In the past years, the QMMG group has produced a number of nice publications in both quantum theory, experiment, and education. Head over to the publications page to take a look!
We have also said goodbye to a number of great students whose hard work helps make this group the amazing place that it is.
Our PhD students Jesper and Shaeema both successfully defended their theses!
These years also saw successful master's defenses from Lukas, Jesper A., Thomas, and Tobias. Nikolaj also submitted a successful bachelor's project.
Congratulations to all of these students! We thank them for their years of hard work and wish them the best of luck in what is to come in their bright futures.
Finally, after an unfortunate experimental accident in 2019, we were able to get our single atom signals back! We send our atomic love to everyone reading this page, and you should all be on the lookout for new, great science from our quantum gas microscopy experiment!
Check out our new paper on the preprint server: Spatial tomography of individual atoms in a quantum gas microscope, https://arxiv.org/abs/1912.03079.
We demonstrate a method to determine the position of single atoms in a three-dimensional optical lattice. Atoms are sparsely loaded from a far-off-resonant optical tweezer into a few vertical planes of a cubic optical lattice positioned near a high-resolution microscope objective. In a single realization of the experiment, we pin the atoms in deep lattices and then acquire multiple fluorescence images with single-site resolution. The objective is translated between images, bringing different vertical planes of the lattice into focus. In this way, we tomographically reconstruct the atom distribution in three dimensions. This opens up the possibility of extending the domain of quantum simulation using quantum gas microscopes from two to three dimensions.
Our paper, Spatially-selective in situ magnetometry of ultracold atomic clouds, is now published in Journal of Physics B. The paper can be found under the following link: iopscience.iop.org/article/10.1088/1361-6455/ab0bd6.
Our paper on the Alice Challenge and remote optimisation of BECs was finally published in PNAS.
We developed a versatile remote gaming interface that allowed external experts as well as hundreds of citizen scientists all over the world through multiplayer collaboration and in real time to optimize a quantum gas experiment in a lab at Aarhus University. Surprisingly, both teams quickly used the interface to dramatically improve upon the previous best solutions established after months of careful experimental optimization. Comparing domain experts, algorithms and citizen scientists is a first step towards unravelling how humans solve complex, natural science problems.
We are happy to announce that Carrie Ann Weidner will join the experimental team as a postdoctoral researcher for the next two years to come. Previously she did her PhD in the United States under the supervision of Dana Anderson, at JILA in Boulder, Colorado. There she built an atom interferometer in a system of shaken optical lattices. Welcome Carrie!
Our paper, Measurement-enhanced determination of BEC phase transitions, is now published in Journal of Physics B. The paper can be found under the following link: https://doi.org/10.1088/1361-6455/aad447.

(Source rows)

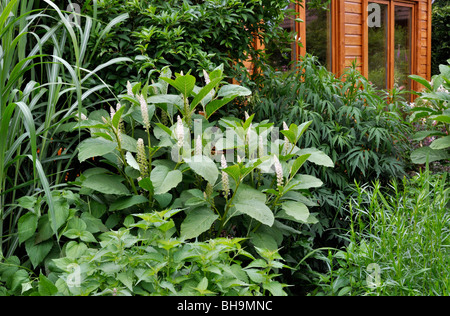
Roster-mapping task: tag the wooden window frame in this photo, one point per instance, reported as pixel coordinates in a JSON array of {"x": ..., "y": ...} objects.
[
  {"x": 337, "y": 33},
  {"x": 391, "y": 38}
]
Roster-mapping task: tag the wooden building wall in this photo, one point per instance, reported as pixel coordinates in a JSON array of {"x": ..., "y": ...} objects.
[{"x": 350, "y": 35}]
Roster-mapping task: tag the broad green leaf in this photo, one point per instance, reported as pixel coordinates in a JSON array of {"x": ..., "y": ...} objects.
[
  {"x": 93, "y": 147},
  {"x": 421, "y": 80},
  {"x": 216, "y": 104},
  {"x": 147, "y": 184},
  {"x": 75, "y": 250},
  {"x": 421, "y": 155},
  {"x": 297, "y": 210},
  {"x": 304, "y": 181},
  {"x": 184, "y": 84},
  {"x": 107, "y": 184},
  {"x": 126, "y": 202},
  {"x": 205, "y": 167},
  {"x": 275, "y": 288},
  {"x": 424, "y": 134},
  {"x": 197, "y": 221},
  {"x": 298, "y": 163},
  {"x": 204, "y": 92},
  {"x": 441, "y": 118},
  {"x": 27, "y": 226},
  {"x": 37, "y": 252},
  {"x": 164, "y": 179},
  {"x": 61, "y": 207},
  {"x": 252, "y": 202},
  {"x": 441, "y": 143},
  {"x": 20, "y": 279},
  {"x": 131, "y": 161},
  {"x": 233, "y": 90},
  {"x": 46, "y": 287}
]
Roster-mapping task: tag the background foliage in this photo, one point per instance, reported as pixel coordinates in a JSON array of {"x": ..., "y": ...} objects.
[{"x": 440, "y": 38}]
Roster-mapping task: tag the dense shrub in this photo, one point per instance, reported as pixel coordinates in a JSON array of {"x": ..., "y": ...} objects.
[
  {"x": 440, "y": 38},
  {"x": 183, "y": 35},
  {"x": 431, "y": 111}
]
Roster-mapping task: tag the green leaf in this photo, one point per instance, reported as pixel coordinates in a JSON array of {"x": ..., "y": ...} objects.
[
  {"x": 204, "y": 92},
  {"x": 420, "y": 156},
  {"x": 164, "y": 179},
  {"x": 147, "y": 184},
  {"x": 184, "y": 84},
  {"x": 75, "y": 250},
  {"x": 275, "y": 288},
  {"x": 197, "y": 221},
  {"x": 233, "y": 90},
  {"x": 297, "y": 210},
  {"x": 421, "y": 80},
  {"x": 107, "y": 184},
  {"x": 27, "y": 226},
  {"x": 234, "y": 171},
  {"x": 46, "y": 287},
  {"x": 304, "y": 181},
  {"x": 214, "y": 105},
  {"x": 131, "y": 161},
  {"x": 126, "y": 202},
  {"x": 61, "y": 207},
  {"x": 441, "y": 118},
  {"x": 205, "y": 167},
  {"x": 441, "y": 143},
  {"x": 424, "y": 134},
  {"x": 298, "y": 163},
  {"x": 37, "y": 252},
  {"x": 252, "y": 202},
  {"x": 317, "y": 156},
  {"x": 93, "y": 147}
]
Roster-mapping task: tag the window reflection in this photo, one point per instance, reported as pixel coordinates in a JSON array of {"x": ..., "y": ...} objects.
[
  {"x": 378, "y": 44},
  {"x": 402, "y": 46},
  {"x": 318, "y": 31}
]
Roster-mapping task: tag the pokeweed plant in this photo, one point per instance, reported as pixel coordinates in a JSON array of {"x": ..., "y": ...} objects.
[
  {"x": 231, "y": 177},
  {"x": 432, "y": 108},
  {"x": 146, "y": 258}
]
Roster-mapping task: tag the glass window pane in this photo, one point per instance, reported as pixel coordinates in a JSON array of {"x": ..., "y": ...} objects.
[
  {"x": 318, "y": 31},
  {"x": 378, "y": 44},
  {"x": 402, "y": 46},
  {"x": 281, "y": 48}
]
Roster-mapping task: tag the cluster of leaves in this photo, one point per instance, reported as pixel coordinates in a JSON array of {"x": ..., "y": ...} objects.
[
  {"x": 154, "y": 182},
  {"x": 145, "y": 258},
  {"x": 433, "y": 107},
  {"x": 179, "y": 169},
  {"x": 360, "y": 128},
  {"x": 182, "y": 34}
]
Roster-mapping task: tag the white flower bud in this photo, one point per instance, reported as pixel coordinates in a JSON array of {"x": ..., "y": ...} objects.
[
  {"x": 130, "y": 89},
  {"x": 142, "y": 158},
  {"x": 198, "y": 146},
  {"x": 179, "y": 132},
  {"x": 278, "y": 171},
  {"x": 144, "y": 111}
]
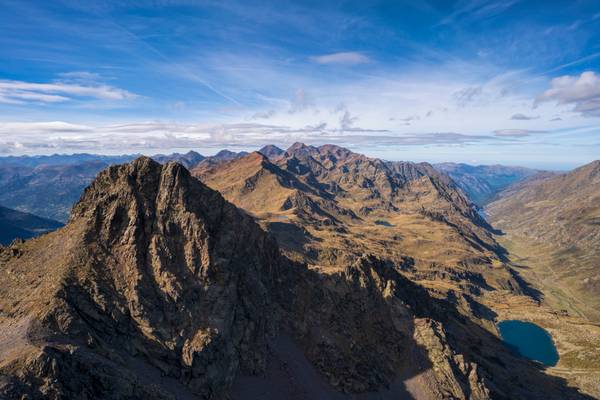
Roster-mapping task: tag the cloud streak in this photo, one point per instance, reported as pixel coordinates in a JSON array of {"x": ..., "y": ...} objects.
[
  {"x": 19, "y": 92},
  {"x": 582, "y": 91},
  {"x": 25, "y": 138},
  {"x": 346, "y": 58}
]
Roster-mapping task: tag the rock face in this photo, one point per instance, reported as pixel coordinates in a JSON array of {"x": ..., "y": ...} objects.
[
  {"x": 15, "y": 224},
  {"x": 156, "y": 266},
  {"x": 558, "y": 216},
  {"x": 188, "y": 160},
  {"x": 160, "y": 289},
  {"x": 483, "y": 182}
]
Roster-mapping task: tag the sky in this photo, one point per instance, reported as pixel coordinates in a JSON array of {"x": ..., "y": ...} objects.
[{"x": 514, "y": 82}]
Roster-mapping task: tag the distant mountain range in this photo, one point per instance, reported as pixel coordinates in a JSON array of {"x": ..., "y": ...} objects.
[
  {"x": 483, "y": 182},
  {"x": 15, "y": 224},
  {"x": 159, "y": 288},
  {"x": 48, "y": 186},
  {"x": 557, "y": 217}
]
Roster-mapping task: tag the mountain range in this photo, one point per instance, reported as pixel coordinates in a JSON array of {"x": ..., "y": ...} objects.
[
  {"x": 159, "y": 288},
  {"x": 482, "y": 183},
  {"x": 310, "y": 272},
  {"x": 557, "y": 219},
  {"x": 15, "y": 224}
]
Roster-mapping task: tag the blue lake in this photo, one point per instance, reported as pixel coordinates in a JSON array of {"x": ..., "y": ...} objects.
[{"x": 529, "y": 340}]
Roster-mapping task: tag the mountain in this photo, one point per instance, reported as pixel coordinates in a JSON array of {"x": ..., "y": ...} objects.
[
  {"x": 62, "y": 159},
  {"x": 158, "y": 288},
  {"x": 270, "y": 151},
  {"x": 46, "y": 190},
  {"x": 48, "y": 186},
  {"x": 15, "y": 224},
  {"x": 225, "y": 155},
  {"x": 314, "y": 200},
  {"x": 188, "y": 160},
  {"x": 554, "y": 220},
  {"x": 483, "y": 182}
]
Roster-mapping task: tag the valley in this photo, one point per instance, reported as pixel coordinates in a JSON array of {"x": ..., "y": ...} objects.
[{"x": 354, "y": 233}]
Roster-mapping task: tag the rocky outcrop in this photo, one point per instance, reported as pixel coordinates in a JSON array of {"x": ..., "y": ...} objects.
[{"x": 160, "y": 289}]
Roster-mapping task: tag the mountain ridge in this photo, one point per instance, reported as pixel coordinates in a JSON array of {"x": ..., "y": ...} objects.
[{"x": 159, "y": 288}]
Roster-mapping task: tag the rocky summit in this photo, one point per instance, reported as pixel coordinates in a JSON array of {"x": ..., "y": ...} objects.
[{"x": 159, "y": 288}]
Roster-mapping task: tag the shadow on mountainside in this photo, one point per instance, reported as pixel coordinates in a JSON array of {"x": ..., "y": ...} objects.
[{"x": 344, "y": 328}]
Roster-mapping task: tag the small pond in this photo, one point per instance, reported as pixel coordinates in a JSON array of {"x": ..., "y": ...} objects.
[{"x": 529, "y": 340}]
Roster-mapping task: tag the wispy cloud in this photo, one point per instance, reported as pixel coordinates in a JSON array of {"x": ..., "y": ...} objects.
[
  {"x": 582, "y": 91},
  {"x": 515, "y": 132},
  {"x": 155, "y": 136},
  {"x": 348, "y": 58},
  {"x": 19, "y": 92},
  {"x": 523, "y": 117}
]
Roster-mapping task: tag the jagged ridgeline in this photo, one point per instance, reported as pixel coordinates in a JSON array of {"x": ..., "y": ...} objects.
[{"x": 158, "y": 288}]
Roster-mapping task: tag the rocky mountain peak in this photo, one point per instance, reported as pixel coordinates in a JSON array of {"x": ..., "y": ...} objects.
[{"x": 271, "y": 151}]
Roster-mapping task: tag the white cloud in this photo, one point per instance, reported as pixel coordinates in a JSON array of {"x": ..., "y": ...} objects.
[
  {"x": 523, "y": 117},
  {"x": 20, "y": 92},
  {"x": 150, "y": 137},
  {"x": 582, "y": 91},
  {"x": 349, "y": 58},
  {"x": 515, "y": 132}
]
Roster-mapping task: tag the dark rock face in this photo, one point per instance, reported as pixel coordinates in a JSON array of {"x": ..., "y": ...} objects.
[
  {"x": 483, "y": 182},
  {"x": 188, "y": 160},
  {"x": 163, "y": 269},
  {"x": 15, "y": 224},
  {"x": 160, "y": 289}
]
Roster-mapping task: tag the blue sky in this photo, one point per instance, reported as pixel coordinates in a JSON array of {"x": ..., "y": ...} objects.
[{"x": 476, "y": 81}]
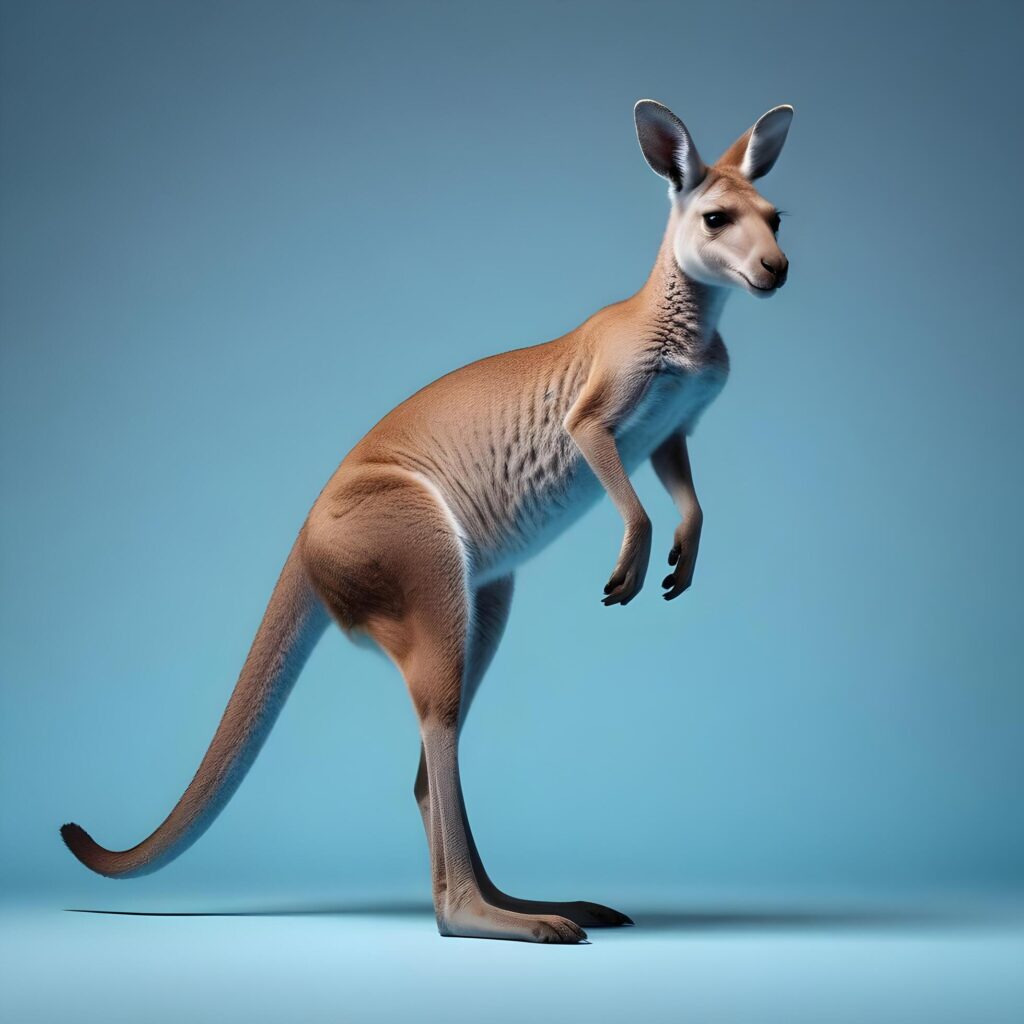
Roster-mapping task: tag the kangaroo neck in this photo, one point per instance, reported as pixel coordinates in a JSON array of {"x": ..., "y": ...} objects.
[{"x": 682, "y": 313}]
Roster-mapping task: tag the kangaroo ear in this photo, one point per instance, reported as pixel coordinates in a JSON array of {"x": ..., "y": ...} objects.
[
  {"x": 667, "y": 145},
  {"x": 757, "y": 150}
]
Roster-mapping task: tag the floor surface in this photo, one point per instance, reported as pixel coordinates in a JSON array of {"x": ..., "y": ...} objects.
[{"x": 386, "y": 963}]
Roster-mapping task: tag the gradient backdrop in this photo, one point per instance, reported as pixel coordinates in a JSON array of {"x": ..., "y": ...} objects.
[{"x": 233, "y": 236}]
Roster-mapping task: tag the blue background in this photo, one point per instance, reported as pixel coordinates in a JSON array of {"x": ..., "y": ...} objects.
[{"x": 233, "y": 236}]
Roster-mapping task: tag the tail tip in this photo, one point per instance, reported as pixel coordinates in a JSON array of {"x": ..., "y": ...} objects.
[{"x": 75, "y": 838}]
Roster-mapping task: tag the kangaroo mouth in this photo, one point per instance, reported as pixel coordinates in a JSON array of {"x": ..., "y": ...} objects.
[{"x": 771, "y": 289}]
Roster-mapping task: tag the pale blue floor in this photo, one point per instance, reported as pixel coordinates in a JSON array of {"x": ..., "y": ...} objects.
[{"x": 825, "y": 966}]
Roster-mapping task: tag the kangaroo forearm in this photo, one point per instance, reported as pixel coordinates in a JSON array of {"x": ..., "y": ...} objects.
[
  {"x": 597, "y": 444},
  {"x": 672, "y": 464}
]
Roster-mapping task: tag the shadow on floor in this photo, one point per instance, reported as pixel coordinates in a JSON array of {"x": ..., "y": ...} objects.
[{"x": 651, "y": 920}]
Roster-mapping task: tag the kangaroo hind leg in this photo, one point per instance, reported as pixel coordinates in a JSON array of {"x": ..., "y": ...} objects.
[
  {"x": 491, "y": 609},
  {"x": 415, "y": 601}
]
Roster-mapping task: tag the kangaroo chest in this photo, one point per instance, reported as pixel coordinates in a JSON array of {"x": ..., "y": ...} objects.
[
  {"x": 673, "y": 400},
  {"x": 555, "y": 486}
]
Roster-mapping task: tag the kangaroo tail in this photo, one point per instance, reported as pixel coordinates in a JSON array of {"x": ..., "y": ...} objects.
[{"x": 294, "y": 622}]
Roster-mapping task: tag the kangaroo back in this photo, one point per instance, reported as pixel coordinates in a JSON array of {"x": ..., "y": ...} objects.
[{"x": 294, "y": 622}]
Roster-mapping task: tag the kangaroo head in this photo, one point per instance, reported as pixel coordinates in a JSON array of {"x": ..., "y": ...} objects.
[{"x": 724, "y": 231}]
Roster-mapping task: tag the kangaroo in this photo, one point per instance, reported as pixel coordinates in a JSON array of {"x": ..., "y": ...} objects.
[{"x": 414, "y": 542}]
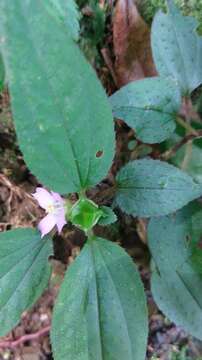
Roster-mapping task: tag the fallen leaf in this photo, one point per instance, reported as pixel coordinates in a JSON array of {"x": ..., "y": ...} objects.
[{"x": 132, "y": 46}]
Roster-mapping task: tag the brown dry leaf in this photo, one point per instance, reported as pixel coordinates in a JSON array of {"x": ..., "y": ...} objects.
[{"x": 132, "y": 46}]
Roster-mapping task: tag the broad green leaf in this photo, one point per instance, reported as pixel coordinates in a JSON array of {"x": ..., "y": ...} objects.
[
  {"x": 108, "y": 216},
  {"x": 2, "y": 73},
  {"x": 101, "y": 309},
  {"x": 177, "y": 274},
  {"x": 66, "y": 11},
  {"x": 62, "y": 116},
  {"x": 177, "y": 48},
  {"x": 189, "y": 156},
  {"x": 153, "y": 188},
  {"x": 24, "y": 273},
  {"x": 149, "y": 106}
]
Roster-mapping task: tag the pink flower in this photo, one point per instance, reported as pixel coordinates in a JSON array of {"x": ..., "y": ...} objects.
[{"x": 54, "y": 206}]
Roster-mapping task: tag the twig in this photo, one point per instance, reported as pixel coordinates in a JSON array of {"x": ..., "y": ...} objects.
[
  {"x": 108, "y": 62},
  {"x": 13, "y": 344},
  {"x": 172, "y": 151}
]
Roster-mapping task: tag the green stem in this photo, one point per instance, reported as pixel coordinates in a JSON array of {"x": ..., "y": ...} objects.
[{"x": 186, "y": 126}]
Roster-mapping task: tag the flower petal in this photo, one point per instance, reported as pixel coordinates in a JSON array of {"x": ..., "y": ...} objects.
[
  {"x": 60, "y": 219},
  {"x": 46, "y": 224},
  {"x": 43, "y": 197}
]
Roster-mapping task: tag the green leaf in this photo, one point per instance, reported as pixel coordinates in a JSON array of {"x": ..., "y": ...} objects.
[
  {"x": 62, "y": 116},
  {"x": 177, "y": 49},
  {"x": 153, "y": 188},
  {"x": 66, "y": 11},
  {"x": 176, "y": 278},
  {"x": 149, "y": 106},
  {"x": 2, "y": 74},
  {"x": 24, "y": 273},
  {"x": 191, "y": 160},
  {"x": 108, "y": 216},
  {"x": 101, "y": 309}
]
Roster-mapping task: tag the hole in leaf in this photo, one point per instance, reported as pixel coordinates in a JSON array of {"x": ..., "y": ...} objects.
[{"x": 99, "y": 154}]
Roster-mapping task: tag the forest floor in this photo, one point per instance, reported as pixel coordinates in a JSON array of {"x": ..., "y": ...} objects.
[{"x": 30, "y": 339}]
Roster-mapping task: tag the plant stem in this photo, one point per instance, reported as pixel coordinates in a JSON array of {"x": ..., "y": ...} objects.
[{"x": 186, "y": 125}]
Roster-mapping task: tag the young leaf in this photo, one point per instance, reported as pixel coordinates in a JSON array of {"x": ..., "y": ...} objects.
[
  {"x": 2, "y": 73},
  {"x": 108, "y": 217},
  {"x": 177, "y": 278},
  {"x": 177, "y": 49},
  {"x": 101, "y": 309},
  {"x": 191, "y": 163},
  {"x": 67, "y": 11},
  {"x": 153, "y": 188},
  {"x": 62, "y": 116},
  {"x": 24, "y": 273},
  {"x": 148, "y": 106}
]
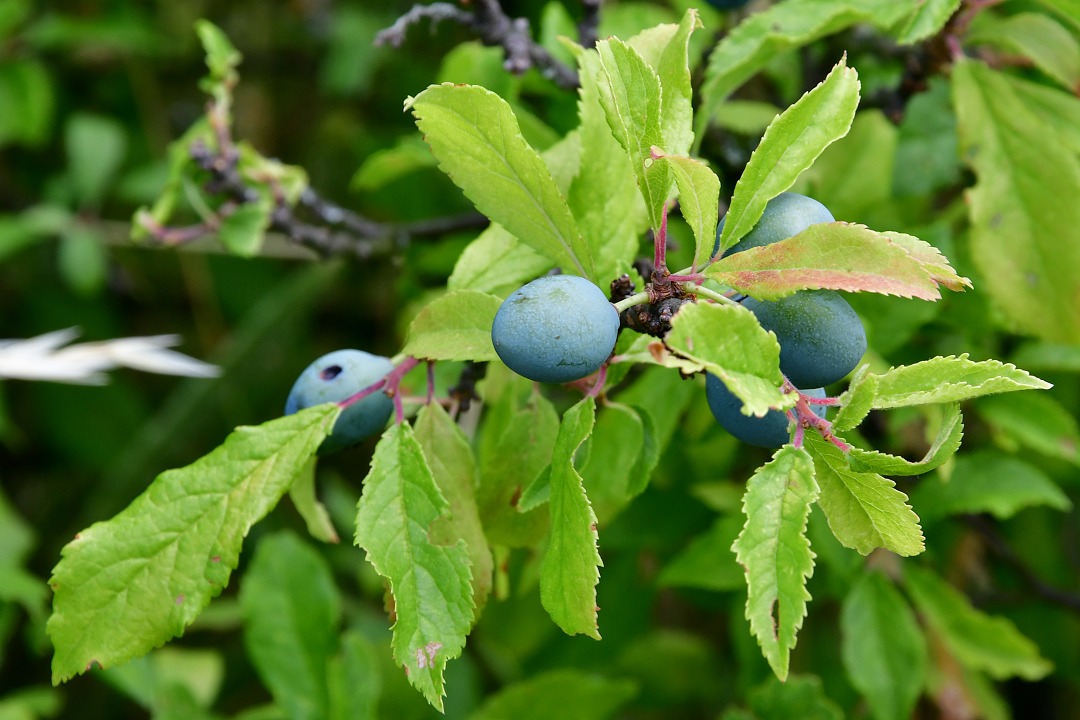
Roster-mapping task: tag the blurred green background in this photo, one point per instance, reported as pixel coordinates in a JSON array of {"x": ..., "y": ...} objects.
[{"x": 92, "y": 94}]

▸ **Tasks to carry out**
a. Retype the passage of the QMMG news page from "Our PhD students" to "their bright futures.".
b. Answer these questions using the QMMG news page:
(i) In which journal was the paper on the Alice Challenge and remote optimisation of BECs published?
(ii) Under whose supervision did Carrie Ann Weidner do her PhD?
(iii) In what year did the experimental accident occur?
c. How would the QMMG news page go on after its last line? Write the continuation.

▸ **Expected answers**
a.
Our PhD students Jesper and Shaeema both successfully defended their theses!
These years also saw successful master's defenses from Lukas, Jesper A., Thomas, and Tobias. Nikolaj also submitted a successful bachelor's project.
Congratulations to all of these students! We thank them for their years of hard work and wish them the best of luck in what is to come in their bright futures.

b.
(i) PNAS
(ii) Dana Anderson
(iii) 2019

c.
Our PhD student Jens Schultz Laustsen defended his progress report, Method and systems needed for a Quantum gas microscope, with success. Nils Kjærgaard from the university of Otago, New Zealand came to be an external examiner. Congratulations to Jens, who will now continue working towards the ultimate goal of every PhD student.
With the latest progress in the lab on the high resolution imaging, we have been working on cleaning the signal to achieve better signal compared to the background level of noise. The image attached displays some tens of 87Rb atoms, trapped in deep optical lattices, and imaged by capturing fluorescent light emitted when the atoms are exposed to near resonant light.
As a result of past several months hard work, we have now achieved a greatly improved signal from single atoms trapped in the optical lattices. Here a heart shaped laser beam is projected into the atomic cloud yielding the atomic heart shape (as also reported on this page in an entry from 1 year ago, on the 31/5 2017). The difference is that now we can easily identify individual atoms, that ate the individual dots present in the image below. This is a big leap towards quality images from our quantum gas microscope.
This is also an opportunity to introduce a colormap for our quantum gas microscope. It goes through four colors, from black to purple to pink to white. Click on the image for an enlarged version.
A revised edition of our paper on the Alice challenge and remote optimisation of BEC’s, is now available on the ArXiv. The title is: Remote optimization of an ultra-cold atoms experiment by experts and citizen scientists. Please find the pdf here: https://arxiv.org/abs/1709.02230.
We managed recently for the first time in our lab to transport atoms contained in a single atomic tweezer using the dynamic mode of our DMD. We transported a cloud of atoms containing some 100’s of atoms over a distance of 15 µm. In the image attached we see atoms trapped in a 4 by 4 array of optical tweezers, after the corners of the array have been moved outwards by 5 µm.
In the past months we have been working on setting up an optical lattice system in the experiment. As a result we have now successfully demonstrated a quantum phase transition for the first time in the Hires lab, when we drove the superfluid to the Mott insulator transition. This is an experiment parallel to the one reported in the classical paper from 2002, when this was first achieved, see https://www.nature.com/articles/415039a.
In the image we see clearly the distinct coherence peaks of a superfluid state, as it is released from the trap and expands in free fall.
With sadness in our hearts we say farewell to the founding PhD student of the Hires lab Romain Müller, who has now served as a postdoc for almost a year. When he arrived to the lab in 2012, it was totally empty. Romains latest construction, the high resolution microscope setup, will be the central tool in our future studies of ultracold quantum systems. Thank you for all your work.
Today, the preprint of our paper on the Alice Challenge and remote optimisation of BEC’s is out on the ArXiv. The pdf can be found here: https://arxiv.org/abs/1709.02230.
On the 30th of May our experimentalists created a heart shaped atomic cloud in the laboratory. This is achieved using a Digital Micromirror Device (DMD). A laser beam with the shape of a heart is projected into the atomic cloud, and the atoms take the shape of the laser. We send our love out to the cosmos.
Our PhD student Ottó Elíasson, successfully defended his progress report: Dual port Faraday imaging for local magnetometry in tweezer arrays. Jürgen Appel from the University of Copenhagen served as an opponent. Ottó is now formally in the prestigious group of part B PhD students. Congratulations Ottó.
Jacob Sherson received the Danish Research Communication Award from H.R.H. Crown Princess Mary at the opening of the Danish Science Festival at Experimentarium on April 24th 2017. Read more at ScienceAtHome.org.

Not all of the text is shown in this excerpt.